# Activities
A. In the passage about the Flowers death-row case, shorten the paragraph beginning "In Mississippi, a man who has been on death row" and keep its main facts.
B. Name every person and organization mentioned in the passage about the Flowers death-row case.
C. Continue the passage about the Flowers death-row case from its final sentence.

# Document passage
* * * * * * *

In Mississippi, a man who has been on death row for over 20 years, after being tried six times for a quadruple murder in 1996, will get a hearing in the U.S. Supreme Court. APM Reports, which has produced an 11-episode podcast on Flowers’ case, reports that the Court will review whether District Attorney Doug Evans deliberately excluded African-Americans from Flowers’ jury in each of his trials. In four of his trials, Flowers was convicted by an all-white or predominantly white jury. Three convictions were overturned on appeal, and two other trials resulted in hung juries. APM says that in an analysis it conducted of Evan’s jury selection in hundreds of criminal trials, it found that “Evans and his assistant prosecutors have struck black prospective jurors at 4.4 times the rate they struck white prospective jurors.”

* * * * * * *

# Available data
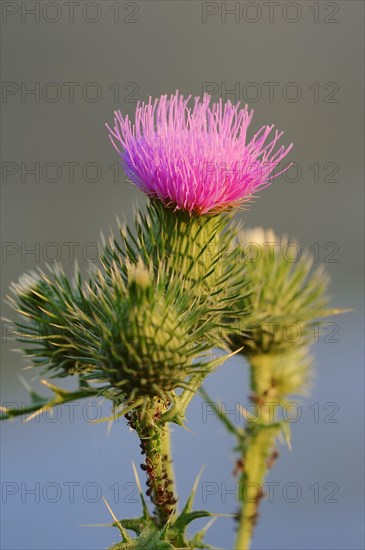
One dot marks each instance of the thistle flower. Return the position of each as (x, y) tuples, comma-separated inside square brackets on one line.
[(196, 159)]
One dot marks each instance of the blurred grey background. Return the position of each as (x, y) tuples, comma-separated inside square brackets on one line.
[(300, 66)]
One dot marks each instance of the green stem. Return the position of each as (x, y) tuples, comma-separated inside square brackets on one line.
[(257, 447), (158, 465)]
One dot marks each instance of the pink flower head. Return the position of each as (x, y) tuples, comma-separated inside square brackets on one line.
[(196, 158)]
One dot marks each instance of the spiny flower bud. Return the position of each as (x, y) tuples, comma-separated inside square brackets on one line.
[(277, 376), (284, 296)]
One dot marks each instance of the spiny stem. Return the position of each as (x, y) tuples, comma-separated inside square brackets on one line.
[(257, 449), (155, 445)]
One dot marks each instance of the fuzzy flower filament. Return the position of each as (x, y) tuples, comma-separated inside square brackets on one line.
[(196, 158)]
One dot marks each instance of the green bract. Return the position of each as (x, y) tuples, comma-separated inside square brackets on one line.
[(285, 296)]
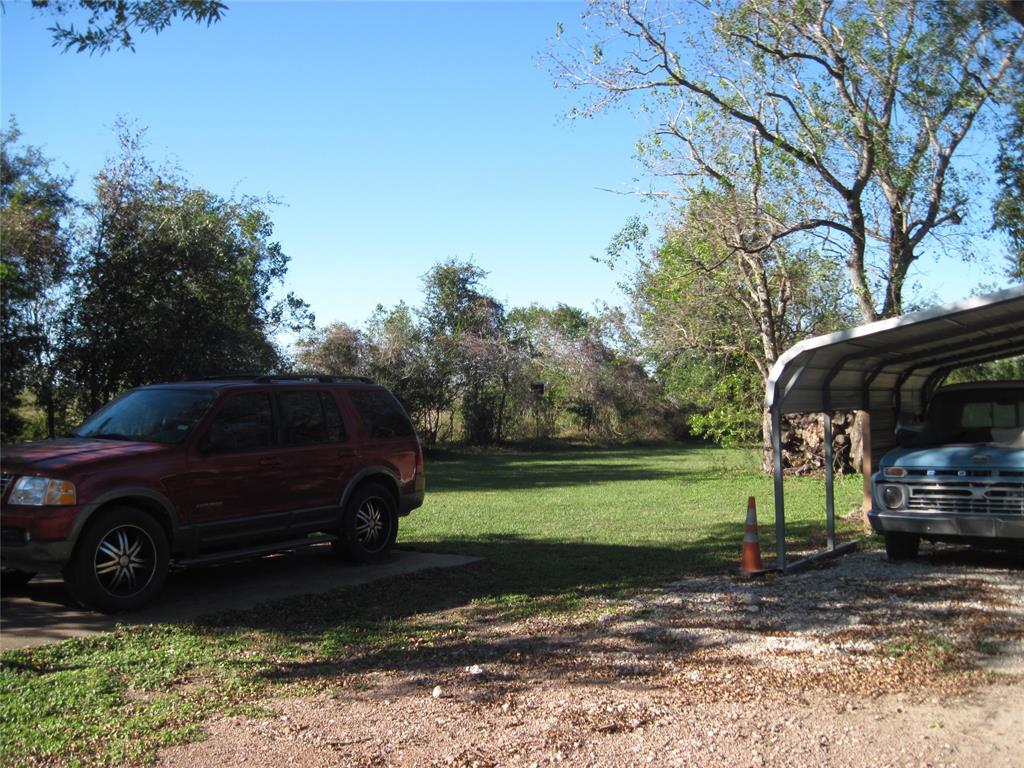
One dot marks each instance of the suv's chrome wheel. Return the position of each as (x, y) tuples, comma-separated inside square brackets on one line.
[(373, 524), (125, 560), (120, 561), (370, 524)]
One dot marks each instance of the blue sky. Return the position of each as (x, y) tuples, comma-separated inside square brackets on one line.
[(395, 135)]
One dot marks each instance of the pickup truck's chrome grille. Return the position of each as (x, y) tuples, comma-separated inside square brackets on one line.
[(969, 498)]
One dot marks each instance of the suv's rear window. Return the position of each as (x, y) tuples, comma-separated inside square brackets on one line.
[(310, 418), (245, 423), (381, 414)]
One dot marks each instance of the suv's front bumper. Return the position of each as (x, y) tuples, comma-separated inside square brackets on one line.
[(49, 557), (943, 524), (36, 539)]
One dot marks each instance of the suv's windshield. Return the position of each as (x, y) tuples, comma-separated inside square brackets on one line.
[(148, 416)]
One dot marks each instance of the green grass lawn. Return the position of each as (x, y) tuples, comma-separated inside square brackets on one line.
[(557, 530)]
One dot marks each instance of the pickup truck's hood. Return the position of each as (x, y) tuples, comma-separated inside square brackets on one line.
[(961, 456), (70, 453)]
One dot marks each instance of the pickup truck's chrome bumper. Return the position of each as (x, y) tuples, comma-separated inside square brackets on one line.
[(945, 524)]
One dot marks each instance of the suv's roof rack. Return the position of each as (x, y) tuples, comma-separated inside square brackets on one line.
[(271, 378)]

* * * * * * *

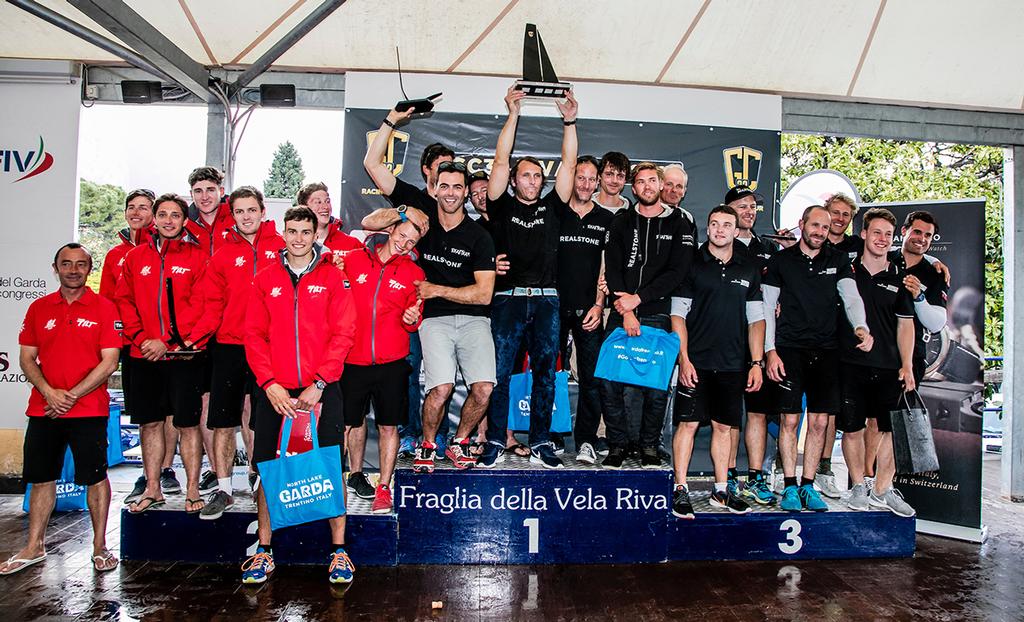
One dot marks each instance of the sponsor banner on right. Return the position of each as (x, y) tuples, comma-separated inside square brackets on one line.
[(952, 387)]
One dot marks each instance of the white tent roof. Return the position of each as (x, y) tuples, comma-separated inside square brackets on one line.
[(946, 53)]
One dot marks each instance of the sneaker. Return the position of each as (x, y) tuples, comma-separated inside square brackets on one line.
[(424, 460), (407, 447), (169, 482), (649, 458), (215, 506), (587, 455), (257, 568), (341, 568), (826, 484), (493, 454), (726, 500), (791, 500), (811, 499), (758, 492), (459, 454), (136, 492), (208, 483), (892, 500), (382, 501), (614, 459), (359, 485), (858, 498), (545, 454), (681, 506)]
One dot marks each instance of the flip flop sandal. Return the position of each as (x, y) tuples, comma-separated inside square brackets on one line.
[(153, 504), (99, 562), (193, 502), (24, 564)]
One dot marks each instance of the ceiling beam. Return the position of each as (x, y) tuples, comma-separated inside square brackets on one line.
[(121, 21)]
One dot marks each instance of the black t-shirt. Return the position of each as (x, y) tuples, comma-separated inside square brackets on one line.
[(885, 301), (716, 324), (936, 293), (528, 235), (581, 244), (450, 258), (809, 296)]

* * * * * * *

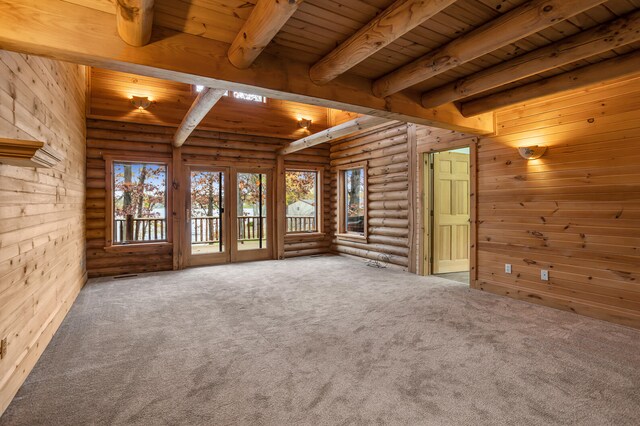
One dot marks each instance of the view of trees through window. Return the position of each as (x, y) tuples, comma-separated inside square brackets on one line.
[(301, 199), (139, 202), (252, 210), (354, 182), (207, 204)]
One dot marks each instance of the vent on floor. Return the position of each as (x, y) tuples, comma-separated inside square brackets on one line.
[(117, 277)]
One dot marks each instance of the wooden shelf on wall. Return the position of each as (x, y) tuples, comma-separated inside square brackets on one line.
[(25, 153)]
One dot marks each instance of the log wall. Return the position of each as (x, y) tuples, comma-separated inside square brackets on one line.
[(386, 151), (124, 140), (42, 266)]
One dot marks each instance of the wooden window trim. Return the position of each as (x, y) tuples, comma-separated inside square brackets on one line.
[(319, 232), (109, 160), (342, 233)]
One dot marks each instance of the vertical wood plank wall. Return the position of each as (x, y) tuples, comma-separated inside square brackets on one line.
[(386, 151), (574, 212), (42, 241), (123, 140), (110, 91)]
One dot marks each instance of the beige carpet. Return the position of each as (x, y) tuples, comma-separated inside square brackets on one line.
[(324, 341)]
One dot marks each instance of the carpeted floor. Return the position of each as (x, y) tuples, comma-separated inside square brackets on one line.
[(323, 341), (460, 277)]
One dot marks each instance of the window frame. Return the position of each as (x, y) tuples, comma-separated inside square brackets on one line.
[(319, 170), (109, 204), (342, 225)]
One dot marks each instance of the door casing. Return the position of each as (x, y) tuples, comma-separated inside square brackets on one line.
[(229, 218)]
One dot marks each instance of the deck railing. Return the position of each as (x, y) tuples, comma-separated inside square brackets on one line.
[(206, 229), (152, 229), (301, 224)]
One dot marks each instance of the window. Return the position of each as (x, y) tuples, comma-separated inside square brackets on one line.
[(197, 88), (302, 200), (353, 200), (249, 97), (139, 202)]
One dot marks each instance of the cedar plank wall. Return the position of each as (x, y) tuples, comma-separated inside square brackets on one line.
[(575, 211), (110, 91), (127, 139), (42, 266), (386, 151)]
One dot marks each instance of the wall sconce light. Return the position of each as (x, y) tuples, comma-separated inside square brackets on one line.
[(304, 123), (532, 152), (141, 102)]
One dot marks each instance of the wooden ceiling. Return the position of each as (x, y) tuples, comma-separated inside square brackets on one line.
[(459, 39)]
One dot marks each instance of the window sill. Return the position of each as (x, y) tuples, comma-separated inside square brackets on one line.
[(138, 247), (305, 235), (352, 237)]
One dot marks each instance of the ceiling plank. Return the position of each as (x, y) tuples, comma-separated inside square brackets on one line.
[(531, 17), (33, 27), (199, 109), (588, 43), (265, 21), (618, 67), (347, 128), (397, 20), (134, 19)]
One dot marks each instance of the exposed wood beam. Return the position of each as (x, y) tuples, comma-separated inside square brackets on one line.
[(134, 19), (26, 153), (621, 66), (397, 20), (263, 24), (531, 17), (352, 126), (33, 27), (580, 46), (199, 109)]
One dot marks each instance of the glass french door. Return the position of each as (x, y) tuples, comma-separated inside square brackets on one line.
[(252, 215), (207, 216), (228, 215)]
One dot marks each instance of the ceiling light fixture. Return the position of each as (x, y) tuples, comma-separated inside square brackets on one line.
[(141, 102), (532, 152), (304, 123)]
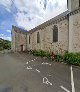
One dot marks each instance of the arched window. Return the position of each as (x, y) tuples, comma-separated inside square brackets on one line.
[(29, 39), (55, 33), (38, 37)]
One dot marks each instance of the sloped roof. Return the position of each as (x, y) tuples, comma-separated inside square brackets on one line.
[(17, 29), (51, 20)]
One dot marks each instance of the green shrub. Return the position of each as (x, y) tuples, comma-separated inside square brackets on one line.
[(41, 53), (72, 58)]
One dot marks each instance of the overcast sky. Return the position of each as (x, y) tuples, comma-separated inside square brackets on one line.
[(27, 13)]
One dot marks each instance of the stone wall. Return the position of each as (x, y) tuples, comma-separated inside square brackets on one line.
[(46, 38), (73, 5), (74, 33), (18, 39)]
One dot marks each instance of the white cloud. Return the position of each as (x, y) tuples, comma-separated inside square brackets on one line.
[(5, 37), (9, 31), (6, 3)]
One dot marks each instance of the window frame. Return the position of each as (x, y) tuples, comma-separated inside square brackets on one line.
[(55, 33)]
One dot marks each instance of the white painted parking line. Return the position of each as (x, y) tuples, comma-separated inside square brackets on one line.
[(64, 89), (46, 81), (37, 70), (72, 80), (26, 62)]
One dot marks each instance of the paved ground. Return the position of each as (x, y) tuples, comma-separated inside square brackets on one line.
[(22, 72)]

* * * * * * *

# Task answers
A. A Mississippi man, Flowers, has spent over 20 years on death row after six trials for a 1996 quadruple murder. The U.S. Supreme Court will now review whether District Attorney Doug Evans deliberately kept African-Americans off his juries, according to APM Reports, which made an 11-episode podcast on the case. Four trials ended in convictions by all-white or mostly white juries, and three of those were overturned on appeal. Two trials ended in hung juries. APM's analysis of hundreds of trials found that Evans and his assistants struck black prospective jurors at 4.4 times the rate of white ones.

B.
- Flowers
- District Attorney Doug Evans
- APM Reports
- the U.S. Supreme Court

C.
In Oklahoma, a DNA test on a bandanna that was evidence in the case of Julius Jones, who is on death row for the 1999 killing of Paul Howell during a carjacking, revealed a mixture of three or more people, excluding Jones’s co-defendant as a major contributor. Federal public defender Dale Baich told the Oklahoman that the testing doesn’t indicate when the DNA was deposited on the bandanna, and that “”We have always known that Mr. Jones’ DNA could be on the bandanna because his DNA was present in his parents’ home where the red bandanna was planted.” The defense maintains that Jones’s co-defendant, Christopher Jordan, matches the eyewitness description of the man who killed Howell. Jordan, who implicated Jones, served 15 years and is now free.
In Tennessee, Edmund Zagorski was executed earlier this month by electric chair. Zagorski had opted to be electrocuted over lethal injection because, his lawyer had said in an emailed statement, “10-18 minutes of drowning, suffocation, and chemical burning is unspeakable.” His request for a stay to the U.S. Supreme Court on the grounds that to force a prisoner to choose his method of execution was unconstitutional was denied. The 63-year-old Zagorski was sentenced to death in 1984 for the murder of John Dotson and Jimmy Porter in April 1983 during a drug deal.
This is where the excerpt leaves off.